Skip to content
New issue

Have a question about this project? Sign up for a free GitHub account to open an issue and contact its maintainers and the community.

By clicking “Sign up for GitHub”, you agree to our terms of service and privacy statement. We’ll occasionally send you account related emails.

Already on GitHub? Sign in to your account

How many parameters? #6

Open
LifeIsStrange opened this issue Apr 13, 2022 · 4 comments
Open

How many parameters? #6

LifeIsStrange opened this issue Apr 13, 2022 · 4 comments

Comments

@LifeIsStrange
Copy link

Sorry to ask, but DALL-E v1 has 12 billions parameters, however it is unclear how many parameters has DALL-E v2.
I'm also wondering wether inference can be run on a single 3090 ti GPU or in other words, will consummers be able to use it on realistic hardware? If not then you should consider leveraging https://github.com/microsoft/DeepSpeed

@orenong
Copy link

orenong commented Apr 14, 2022

I don't know how many parameters it has, but there is no way it can run on a 3090ti, it only has 24GB of VRAM. Maybe maybe maybe maybe a100 with 80GB can

@LifeIsStrange
Copy link
Author

@orenong I was wondering how much could deepspeed lower the VRAM usage.

---

__Problems to solve__
a) In the thread, transcribe the passage from "Skip to content" to "and the community.".
b) Translate this sentence from the thread into Spanish: "I don't know how many parameters it has, but there is no way it can run on a 3090ti, it only has 24GB of VRAM."
c) According to the thread, how much VRAM does the 3090ti have?

---

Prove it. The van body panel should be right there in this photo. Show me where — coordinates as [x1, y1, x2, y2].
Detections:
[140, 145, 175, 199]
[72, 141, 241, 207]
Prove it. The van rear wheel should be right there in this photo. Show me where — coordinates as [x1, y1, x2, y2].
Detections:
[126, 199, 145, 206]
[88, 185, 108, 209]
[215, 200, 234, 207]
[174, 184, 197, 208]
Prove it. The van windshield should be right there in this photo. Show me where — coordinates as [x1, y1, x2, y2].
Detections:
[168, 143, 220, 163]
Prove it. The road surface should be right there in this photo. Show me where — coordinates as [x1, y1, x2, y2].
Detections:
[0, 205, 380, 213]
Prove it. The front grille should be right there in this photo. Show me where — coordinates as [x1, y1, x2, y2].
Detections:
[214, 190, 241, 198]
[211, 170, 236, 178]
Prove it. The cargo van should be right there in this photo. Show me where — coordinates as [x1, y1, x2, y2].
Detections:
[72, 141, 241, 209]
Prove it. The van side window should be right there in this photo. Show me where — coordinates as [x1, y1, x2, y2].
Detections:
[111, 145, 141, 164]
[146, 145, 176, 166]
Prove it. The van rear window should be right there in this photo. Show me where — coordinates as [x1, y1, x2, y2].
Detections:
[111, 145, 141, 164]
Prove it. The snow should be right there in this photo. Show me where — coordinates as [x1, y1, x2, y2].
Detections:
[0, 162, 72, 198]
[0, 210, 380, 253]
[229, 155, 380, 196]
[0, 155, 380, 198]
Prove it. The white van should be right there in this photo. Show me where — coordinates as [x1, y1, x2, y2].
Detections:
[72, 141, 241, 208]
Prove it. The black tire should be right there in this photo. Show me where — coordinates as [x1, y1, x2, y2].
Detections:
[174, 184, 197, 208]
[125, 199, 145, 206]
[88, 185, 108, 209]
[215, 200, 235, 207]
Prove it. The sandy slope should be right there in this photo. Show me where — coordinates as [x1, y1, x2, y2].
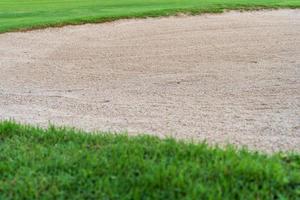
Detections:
[0, 10, 300, 151]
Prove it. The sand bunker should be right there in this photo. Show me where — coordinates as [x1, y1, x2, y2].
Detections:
[0, 10, 300, 151]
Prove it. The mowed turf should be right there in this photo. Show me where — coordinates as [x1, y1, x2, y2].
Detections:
[0, 121, 300, 199]
[0, 0, 300, 33]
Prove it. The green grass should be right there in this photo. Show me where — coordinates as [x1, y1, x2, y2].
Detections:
[0, 121, 300, 200]
[0, 0, 300, 33]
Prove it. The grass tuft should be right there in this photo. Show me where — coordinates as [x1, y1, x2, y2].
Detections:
[0, 0, 300, 33]
[0, 121, 300, 199]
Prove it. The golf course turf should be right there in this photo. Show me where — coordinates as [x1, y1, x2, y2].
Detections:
[0, 121, 300, 199]
[0, 0, 300, 33]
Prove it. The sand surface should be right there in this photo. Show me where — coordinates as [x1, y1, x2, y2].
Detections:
[0, 10, 300, 152]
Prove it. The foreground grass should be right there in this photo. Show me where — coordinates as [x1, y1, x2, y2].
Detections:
[0, 122, 300, 199]
[0, 0, 300, 33]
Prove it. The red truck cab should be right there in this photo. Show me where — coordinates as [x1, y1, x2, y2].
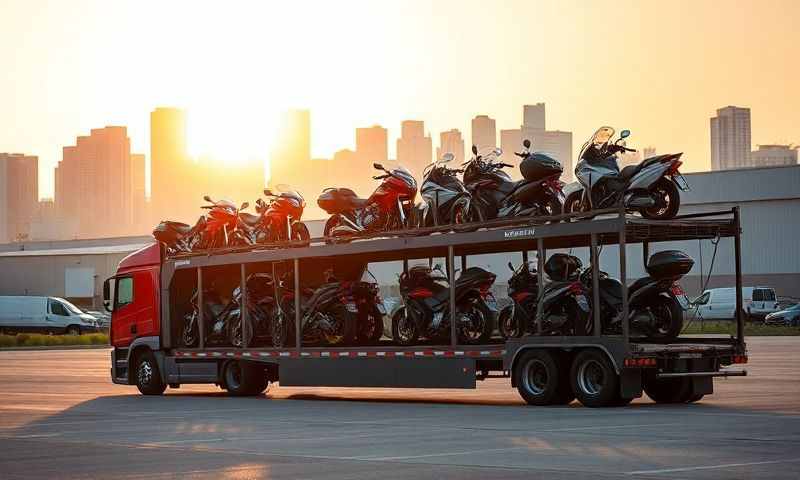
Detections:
[103, 244, 162, 385]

---

__Task-by-task outputs__
a)
Skip to content
New issue

Have a question about this project? Sign up for a free GitHub account to open an issue and contact its maintainers and the community.

b) No sé cuántos parámetros tiene, pero no hay forma de que pueda funcionar en una 3090ti, solo tiene 24GB de VRAM.

c) 24GB